▸ **Reading passage**
◇ ◇ ◇ ◇

In fact, in the case in which a bishop, in spite of being urged to do so, does not accept to present his resignation, it is the pope himself who “relieves” him of his duties. Which happens rather rarely. But it happens.
Last May 19, for example, the Italian bishop of Trapani, Francesco Micciché, 69, was “relieved” over administrative problems.
While on May 2, 2011, for doctrinal reasons, the Australian bishop of Toowoomba, William M. Morris, was “relieved.”
In 1995, however, the French bishop of Evreux, Jacques Gaillot, 60, also for doctrinal reasons, was not “relieved” but was transferred to the titular see of Partenia.
Morris and Gaillot were removed because they were extremely progressive. But there is no lack of examples on the other front.
In 2003, for example, the resignation of the Thai bishop of Ratchaburi, John Bosco Manat Chuabsamai, 67, was accepted after he had gotten too close, perhaps, to the world of the Lefebvrists.
While in March of 2009, the pope “exempted” Monsignor Gerhard Wagner from accepting the position of auxiliary bishop of Linz, to which he had been appointed at the end of January. In Austria, Wagner had been subjected to a formidable line of fire on the part of the progressives, because of his traditionalist positions.
Other bishops who have been removed from the Annuario Pontificio are those who have been reduced to the lay state. By authority, as in the famous case of Emmanuel Milingo in 2009, or at the request of the interested party, as happened in 2008 with the president-elect of Paraguay and former bishop of San Pedro, Fernando Lugo.
It is foreseeable that another name that will disappear from the Annuario is that of the Canadian bishop emeritus of Antigonish, Raymond Lahey, who was removed from the clerical state one month ago after a civil sentence for possession of child pornography.
Without a doubt, the majority of the “grave reasons” that lead to the early resignation of bishops concern moral questions.

◇ ◇ ◇ ◇

(Dataset entries)
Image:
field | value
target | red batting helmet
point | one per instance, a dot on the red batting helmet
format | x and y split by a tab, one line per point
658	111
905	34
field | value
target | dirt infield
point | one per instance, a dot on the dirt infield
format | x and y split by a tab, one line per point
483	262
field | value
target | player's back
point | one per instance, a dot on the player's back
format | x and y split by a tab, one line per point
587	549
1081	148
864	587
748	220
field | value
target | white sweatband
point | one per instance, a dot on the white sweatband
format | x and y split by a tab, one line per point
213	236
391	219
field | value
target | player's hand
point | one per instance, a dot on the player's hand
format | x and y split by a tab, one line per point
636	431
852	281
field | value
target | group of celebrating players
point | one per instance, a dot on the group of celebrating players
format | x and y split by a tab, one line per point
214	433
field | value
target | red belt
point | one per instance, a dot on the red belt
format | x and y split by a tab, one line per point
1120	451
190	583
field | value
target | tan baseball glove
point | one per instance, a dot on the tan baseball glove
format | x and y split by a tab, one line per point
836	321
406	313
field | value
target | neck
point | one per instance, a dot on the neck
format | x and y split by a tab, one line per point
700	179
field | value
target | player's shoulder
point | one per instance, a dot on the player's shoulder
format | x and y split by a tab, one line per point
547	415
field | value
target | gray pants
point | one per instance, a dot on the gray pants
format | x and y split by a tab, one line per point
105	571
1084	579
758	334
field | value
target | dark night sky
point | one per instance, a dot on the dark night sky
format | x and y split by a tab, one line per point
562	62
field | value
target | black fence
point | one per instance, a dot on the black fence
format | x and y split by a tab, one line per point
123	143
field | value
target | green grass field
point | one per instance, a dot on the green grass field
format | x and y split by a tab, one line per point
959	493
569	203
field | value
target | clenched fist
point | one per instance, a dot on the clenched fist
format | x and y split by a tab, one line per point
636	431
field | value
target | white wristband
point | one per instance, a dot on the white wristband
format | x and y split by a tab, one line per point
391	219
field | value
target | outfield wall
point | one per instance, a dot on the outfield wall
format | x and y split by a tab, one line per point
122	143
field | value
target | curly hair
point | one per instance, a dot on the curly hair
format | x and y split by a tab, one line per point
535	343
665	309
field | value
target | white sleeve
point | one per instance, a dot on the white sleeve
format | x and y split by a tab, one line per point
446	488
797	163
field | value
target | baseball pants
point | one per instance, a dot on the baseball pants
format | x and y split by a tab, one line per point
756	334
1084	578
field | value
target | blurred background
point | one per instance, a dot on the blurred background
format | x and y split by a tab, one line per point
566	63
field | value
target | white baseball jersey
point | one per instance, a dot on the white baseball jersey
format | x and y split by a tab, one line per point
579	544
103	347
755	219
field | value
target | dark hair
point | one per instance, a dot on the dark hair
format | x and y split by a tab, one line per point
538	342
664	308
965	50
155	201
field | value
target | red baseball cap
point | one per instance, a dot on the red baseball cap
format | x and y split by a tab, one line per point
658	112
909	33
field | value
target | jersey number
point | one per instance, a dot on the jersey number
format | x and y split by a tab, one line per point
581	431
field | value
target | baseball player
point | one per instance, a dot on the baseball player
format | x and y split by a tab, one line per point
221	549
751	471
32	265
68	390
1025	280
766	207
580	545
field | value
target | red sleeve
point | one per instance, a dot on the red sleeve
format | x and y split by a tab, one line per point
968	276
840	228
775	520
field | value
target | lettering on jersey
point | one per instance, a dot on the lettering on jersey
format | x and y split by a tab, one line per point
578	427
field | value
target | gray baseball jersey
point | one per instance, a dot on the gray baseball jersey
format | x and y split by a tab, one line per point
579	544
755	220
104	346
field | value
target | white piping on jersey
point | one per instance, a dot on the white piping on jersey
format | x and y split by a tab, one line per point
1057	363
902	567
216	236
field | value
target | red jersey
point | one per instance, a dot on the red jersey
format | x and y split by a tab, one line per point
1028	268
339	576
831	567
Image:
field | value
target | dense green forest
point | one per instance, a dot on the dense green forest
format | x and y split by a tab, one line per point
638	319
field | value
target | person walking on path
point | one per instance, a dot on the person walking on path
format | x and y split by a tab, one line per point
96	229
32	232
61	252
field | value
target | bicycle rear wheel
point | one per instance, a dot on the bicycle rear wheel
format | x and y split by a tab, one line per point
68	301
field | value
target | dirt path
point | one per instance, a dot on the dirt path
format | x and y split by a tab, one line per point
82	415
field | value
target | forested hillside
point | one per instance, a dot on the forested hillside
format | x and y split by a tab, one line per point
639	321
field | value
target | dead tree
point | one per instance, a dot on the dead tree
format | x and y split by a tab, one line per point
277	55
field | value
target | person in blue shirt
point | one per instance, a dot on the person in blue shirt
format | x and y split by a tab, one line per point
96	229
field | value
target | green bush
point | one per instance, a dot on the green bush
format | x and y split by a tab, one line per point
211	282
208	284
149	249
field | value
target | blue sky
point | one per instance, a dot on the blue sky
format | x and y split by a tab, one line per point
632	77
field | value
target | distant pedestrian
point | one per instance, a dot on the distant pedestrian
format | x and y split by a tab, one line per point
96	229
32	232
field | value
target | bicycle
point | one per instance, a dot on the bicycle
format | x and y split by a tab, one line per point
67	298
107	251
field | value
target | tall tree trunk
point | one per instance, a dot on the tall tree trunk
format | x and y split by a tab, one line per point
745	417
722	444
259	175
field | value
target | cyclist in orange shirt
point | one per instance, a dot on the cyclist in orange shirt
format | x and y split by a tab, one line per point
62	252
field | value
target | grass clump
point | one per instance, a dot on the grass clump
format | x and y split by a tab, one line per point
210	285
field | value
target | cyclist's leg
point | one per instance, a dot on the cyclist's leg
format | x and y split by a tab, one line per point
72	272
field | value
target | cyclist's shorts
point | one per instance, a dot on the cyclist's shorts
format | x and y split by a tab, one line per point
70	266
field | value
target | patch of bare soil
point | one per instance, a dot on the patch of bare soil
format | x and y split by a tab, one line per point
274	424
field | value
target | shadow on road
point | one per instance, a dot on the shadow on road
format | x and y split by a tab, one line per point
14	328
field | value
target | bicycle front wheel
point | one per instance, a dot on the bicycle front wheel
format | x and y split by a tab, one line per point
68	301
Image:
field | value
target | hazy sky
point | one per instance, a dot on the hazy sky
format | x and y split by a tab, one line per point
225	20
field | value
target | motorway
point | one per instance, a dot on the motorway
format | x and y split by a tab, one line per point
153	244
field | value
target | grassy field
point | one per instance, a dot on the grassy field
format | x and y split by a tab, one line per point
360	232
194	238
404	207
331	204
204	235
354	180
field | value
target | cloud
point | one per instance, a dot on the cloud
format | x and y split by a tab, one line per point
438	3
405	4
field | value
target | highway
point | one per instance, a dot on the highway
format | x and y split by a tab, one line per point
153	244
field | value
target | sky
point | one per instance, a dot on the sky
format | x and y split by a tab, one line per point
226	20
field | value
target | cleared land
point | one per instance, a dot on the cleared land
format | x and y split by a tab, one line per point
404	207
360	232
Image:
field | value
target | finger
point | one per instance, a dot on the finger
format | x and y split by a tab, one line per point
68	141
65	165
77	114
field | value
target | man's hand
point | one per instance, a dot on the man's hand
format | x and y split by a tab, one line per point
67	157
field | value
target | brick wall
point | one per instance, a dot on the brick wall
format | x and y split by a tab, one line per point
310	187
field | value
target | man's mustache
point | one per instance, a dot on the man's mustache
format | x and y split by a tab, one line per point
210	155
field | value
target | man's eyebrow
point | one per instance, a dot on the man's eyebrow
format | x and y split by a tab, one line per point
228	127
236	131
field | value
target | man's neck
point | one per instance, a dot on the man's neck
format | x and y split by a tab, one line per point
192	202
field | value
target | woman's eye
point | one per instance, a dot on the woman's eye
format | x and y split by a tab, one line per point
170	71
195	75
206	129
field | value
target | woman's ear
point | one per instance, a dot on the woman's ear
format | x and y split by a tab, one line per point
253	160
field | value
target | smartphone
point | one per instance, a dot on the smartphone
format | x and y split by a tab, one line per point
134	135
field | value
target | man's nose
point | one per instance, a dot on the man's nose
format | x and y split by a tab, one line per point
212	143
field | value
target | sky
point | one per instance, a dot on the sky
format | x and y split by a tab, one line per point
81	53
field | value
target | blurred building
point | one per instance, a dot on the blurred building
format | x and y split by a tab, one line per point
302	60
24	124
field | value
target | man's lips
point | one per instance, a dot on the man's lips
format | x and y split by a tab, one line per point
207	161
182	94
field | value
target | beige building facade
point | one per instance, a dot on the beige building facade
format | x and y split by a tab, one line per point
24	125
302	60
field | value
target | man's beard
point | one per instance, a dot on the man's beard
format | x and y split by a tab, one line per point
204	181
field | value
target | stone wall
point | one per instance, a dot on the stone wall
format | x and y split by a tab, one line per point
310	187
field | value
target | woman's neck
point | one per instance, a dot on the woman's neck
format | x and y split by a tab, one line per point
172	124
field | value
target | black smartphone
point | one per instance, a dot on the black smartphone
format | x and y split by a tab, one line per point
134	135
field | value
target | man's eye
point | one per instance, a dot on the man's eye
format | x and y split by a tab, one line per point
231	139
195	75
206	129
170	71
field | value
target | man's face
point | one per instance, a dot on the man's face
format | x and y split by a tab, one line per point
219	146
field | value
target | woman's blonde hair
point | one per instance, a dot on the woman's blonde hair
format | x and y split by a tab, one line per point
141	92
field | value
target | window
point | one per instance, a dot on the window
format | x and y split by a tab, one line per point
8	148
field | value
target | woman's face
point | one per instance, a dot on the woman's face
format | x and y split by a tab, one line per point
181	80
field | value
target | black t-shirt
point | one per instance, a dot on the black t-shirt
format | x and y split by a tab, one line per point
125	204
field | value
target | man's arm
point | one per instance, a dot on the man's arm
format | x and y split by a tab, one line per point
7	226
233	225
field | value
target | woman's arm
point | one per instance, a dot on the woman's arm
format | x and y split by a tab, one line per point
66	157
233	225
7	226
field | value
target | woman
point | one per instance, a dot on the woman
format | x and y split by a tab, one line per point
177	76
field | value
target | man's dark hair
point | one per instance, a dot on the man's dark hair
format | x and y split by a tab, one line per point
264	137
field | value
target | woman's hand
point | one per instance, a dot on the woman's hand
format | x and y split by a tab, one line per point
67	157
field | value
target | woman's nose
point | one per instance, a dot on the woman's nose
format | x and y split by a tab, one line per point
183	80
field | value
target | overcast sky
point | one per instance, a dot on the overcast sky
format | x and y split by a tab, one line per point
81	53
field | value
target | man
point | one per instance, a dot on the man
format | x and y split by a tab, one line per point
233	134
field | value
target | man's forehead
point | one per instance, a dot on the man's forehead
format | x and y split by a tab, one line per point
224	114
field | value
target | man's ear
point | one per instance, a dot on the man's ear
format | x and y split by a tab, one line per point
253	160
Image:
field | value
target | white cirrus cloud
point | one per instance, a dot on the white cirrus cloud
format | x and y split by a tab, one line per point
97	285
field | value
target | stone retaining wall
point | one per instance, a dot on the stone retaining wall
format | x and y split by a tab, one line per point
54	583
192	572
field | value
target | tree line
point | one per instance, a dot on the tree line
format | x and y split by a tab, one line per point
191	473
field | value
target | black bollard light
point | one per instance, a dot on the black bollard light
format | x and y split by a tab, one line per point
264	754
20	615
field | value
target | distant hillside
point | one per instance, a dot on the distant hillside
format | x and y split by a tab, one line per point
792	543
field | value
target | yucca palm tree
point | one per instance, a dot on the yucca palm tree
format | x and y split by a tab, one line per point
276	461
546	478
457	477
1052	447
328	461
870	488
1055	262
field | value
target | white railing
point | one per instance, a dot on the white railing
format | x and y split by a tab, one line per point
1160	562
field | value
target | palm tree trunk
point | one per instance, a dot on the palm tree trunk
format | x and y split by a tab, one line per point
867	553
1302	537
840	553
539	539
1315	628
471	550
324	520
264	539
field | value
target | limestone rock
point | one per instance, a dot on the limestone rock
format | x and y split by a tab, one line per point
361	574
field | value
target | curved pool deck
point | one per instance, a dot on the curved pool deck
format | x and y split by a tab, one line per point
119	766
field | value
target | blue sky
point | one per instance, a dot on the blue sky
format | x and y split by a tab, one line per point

◇ ◇ ◇ ◇

According to the passage about bishops removed from office, to which titular see was Jacques Gaillot transferred in 1995? Rely only on the passage about bishops removed from office.

▸ **Exercise output**
He was transferred to the titular see of Partenia.